═════ Excerpted passage ═════
CouchSurfing– While we have not done this yet ourselves, I know a lot of travelers that swear by it. The site’s rating system ensures that arrangements remain safe and that poor hosts are avoided by travelers. People can choose hosts based on location, gender, type of room, and even email other travelers who have stayed with the host in the past.
Home Sitting-Lastly, there is home sitting. While we have not pursued this route, I am definitely keen. There are a ton of websites set up for this and basically you go stay somewhere in the world for free if you help the person feed their dog or water their plants while they are away. Typically, this is a longer commitment of a few months. 
Food/Drink:

Food is the next big expense while traveling. One benefit to avoiding hotels is that most of the other accommodation I listed will have a community kitchen where you can cook and store your own meals. If we want to eat out, we try to hit the lunch specials to avoid the dinner prices. We’ve even been known to pack a bunch of snacks in our suitcases so we could skip a few meals.
═════ Record set ═════
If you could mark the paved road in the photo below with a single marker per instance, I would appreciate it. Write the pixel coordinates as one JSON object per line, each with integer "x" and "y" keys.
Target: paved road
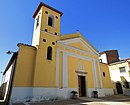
{"x": 111, "y": 100}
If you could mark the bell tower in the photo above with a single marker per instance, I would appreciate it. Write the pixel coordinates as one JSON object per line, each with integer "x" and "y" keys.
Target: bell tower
{"x": 47, "y": 19}
{"x": 46, "y": 33}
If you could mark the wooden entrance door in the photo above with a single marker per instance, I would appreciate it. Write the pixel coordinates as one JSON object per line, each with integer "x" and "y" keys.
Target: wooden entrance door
{"x": 119, "y": 88}
{"x": 82, "y": 86}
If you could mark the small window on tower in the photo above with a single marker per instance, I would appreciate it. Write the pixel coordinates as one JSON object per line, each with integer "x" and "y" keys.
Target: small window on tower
{"x": 49, "y": 53}
{"x": 51, "y": 20}
{"x": 104, "y": 74}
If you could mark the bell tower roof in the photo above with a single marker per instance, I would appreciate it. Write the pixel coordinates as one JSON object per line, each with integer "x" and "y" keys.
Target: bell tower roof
{"x": 45, "y": 5}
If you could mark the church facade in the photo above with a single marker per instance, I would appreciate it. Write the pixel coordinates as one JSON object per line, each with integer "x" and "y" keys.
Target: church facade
{"x": 55, "y": 65}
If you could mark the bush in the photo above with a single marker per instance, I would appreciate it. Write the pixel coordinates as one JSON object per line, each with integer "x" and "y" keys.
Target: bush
{"x": 74, "y": 92}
═════
Stated exercise 1:
Answer these about the budget travel passage:
(a) By what three things can people choose CouchSurfing hosts?
(b) How long is a home-sitting commitment typically?
(c) What do the writers try to do when eating out to avoid dinner prices?
Stated exercise 2: Write out the budget travel passage from "CouchSurfing– While we" to "a few months.".
Stated exercise 3: Write the next part of the budget travel passage, picking up after its last sentence.

Exercise answer 1:
(a) Location, gender, and type of room.
(b) A few months.
(c) Hit the lunch specials.

Exercise answer 2:
CouchSurfing– While we have not done this yet ourselves, I know a lot of travelers that swear by it. The site’s rating system ensures that arrangements remain safe and that poor hosts are avoided by travelers. People can choose hosts based on location, gender, type of room, and even email other travelers who have stayed with the host in the past.
Home Sitting-Lastly, there is home sitting. While we have not pursued this route, I am definitely keen. There are a ton of websites set up for this and basically you go stay somewhere in the world for free if you help the person feed their dog or water their plants while they are away. Typically, this is a longer commitment of a few months.

Exercise answer 3:
Alcohol can be pricey depending on location. Whether its $1 in Bali or $10 in New Zealand, its good to keep an eye on how much you are spending to make sure you don’t blow your entire budget on a late night out. You could stay sober the entire time, but that’s not really fun, is it? Amauri and I often try and take advantage of happy hours, traditionally offered in the early evening at most bars. 
Site Seeing:

Seeing the “must haves” of a particular place can add up. They are called tourist traps for a reason, right? I suggest creating a list of priorities and picking a few. My personal belief is that half of the things suggested are overrated. It sometimes is more enjoyable to just avoid the crowds and hiked up prices all together. I often see tourists rushing from site to site, looking completely stressed out. You are on vacation, people! It’s OK if you don’t see everything. The point is to enjoy the new culture and scenery, not tick things off a list. 

Eating lunch in a park in London.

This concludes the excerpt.